Dataset entries:
-.-.-

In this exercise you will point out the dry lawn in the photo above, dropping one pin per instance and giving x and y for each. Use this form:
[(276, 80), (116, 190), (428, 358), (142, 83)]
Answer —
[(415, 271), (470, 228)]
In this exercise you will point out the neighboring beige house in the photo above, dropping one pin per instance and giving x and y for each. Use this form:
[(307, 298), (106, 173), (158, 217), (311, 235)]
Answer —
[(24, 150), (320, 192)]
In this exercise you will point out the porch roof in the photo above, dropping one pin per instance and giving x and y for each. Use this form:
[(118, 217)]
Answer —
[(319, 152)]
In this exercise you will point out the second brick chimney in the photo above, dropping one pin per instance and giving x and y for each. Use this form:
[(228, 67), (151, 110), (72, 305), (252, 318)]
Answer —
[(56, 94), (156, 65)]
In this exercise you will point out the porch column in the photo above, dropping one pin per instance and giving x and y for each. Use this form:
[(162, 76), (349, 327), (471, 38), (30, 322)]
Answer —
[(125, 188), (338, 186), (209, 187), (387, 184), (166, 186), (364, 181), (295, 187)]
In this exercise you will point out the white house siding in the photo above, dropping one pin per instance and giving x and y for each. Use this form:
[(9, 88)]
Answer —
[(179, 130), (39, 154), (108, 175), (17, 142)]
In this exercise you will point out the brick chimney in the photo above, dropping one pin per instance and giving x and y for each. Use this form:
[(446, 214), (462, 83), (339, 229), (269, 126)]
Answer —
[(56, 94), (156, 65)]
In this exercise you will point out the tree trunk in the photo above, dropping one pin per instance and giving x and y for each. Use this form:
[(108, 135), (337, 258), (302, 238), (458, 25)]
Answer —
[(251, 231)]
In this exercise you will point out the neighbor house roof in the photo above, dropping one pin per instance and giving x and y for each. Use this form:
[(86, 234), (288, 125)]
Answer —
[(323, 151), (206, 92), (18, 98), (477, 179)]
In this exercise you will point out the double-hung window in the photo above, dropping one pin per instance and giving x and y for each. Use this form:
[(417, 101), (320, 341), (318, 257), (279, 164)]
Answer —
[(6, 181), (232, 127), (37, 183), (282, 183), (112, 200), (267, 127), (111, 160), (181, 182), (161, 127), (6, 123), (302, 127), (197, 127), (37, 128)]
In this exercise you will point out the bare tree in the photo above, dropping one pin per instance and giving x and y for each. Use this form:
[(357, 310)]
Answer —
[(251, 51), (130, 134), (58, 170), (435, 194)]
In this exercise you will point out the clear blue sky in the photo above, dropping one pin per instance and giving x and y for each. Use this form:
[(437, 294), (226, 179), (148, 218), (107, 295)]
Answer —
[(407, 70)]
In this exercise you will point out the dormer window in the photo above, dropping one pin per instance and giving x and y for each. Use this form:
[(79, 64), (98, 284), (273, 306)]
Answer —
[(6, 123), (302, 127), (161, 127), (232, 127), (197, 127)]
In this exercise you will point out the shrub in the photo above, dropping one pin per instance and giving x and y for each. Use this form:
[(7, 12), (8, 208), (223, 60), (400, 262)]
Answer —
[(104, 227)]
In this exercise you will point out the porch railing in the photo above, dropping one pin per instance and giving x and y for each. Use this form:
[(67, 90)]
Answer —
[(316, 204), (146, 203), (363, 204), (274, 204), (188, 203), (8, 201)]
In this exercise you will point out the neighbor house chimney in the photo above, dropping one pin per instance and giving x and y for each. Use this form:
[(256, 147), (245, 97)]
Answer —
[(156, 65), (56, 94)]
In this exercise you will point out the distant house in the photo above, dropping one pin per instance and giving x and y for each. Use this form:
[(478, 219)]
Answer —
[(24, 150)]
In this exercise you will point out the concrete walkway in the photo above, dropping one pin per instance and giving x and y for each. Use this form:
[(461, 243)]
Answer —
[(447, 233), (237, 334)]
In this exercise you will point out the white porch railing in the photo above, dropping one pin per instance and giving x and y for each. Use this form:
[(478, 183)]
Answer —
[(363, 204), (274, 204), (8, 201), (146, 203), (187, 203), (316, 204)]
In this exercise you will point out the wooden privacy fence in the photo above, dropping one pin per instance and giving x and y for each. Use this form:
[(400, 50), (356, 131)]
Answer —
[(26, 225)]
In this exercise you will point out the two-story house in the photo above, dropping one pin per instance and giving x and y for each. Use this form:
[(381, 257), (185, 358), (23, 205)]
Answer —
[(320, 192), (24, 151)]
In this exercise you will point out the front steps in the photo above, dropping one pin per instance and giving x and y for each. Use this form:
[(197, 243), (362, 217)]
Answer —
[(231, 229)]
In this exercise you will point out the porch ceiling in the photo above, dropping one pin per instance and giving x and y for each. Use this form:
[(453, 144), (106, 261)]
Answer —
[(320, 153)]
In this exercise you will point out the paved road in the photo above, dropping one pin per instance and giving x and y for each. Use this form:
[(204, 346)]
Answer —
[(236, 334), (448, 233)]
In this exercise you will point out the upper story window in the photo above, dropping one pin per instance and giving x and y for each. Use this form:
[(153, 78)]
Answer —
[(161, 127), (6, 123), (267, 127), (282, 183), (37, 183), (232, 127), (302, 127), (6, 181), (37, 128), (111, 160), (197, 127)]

-.-.-

EXERCISE:
Copy the entries word for word, beginning with the line that contains "In this exercise you will point out the paved" and continuing through the last line of the entries.

REPLY TO THE EXERCISE:
In this exercise you will point out the paved road in the photo above, dropping one pin per instance and giving x and y for each. Use this form:
[(204, 346)]
Answer —
[(236, 334), (448, 233)]
In this exercise you will point out the upper story window in the photo above, dropping one pin per instance and giving x and y for each. Use this form:
[(153, 78)]
Answer —
[(161, 127), (6, 123), (267, 127), (282, 183), (37, 183), (232, 127), (302, 127), (6, 181), (37, 128), (111, 160), (197, 127)]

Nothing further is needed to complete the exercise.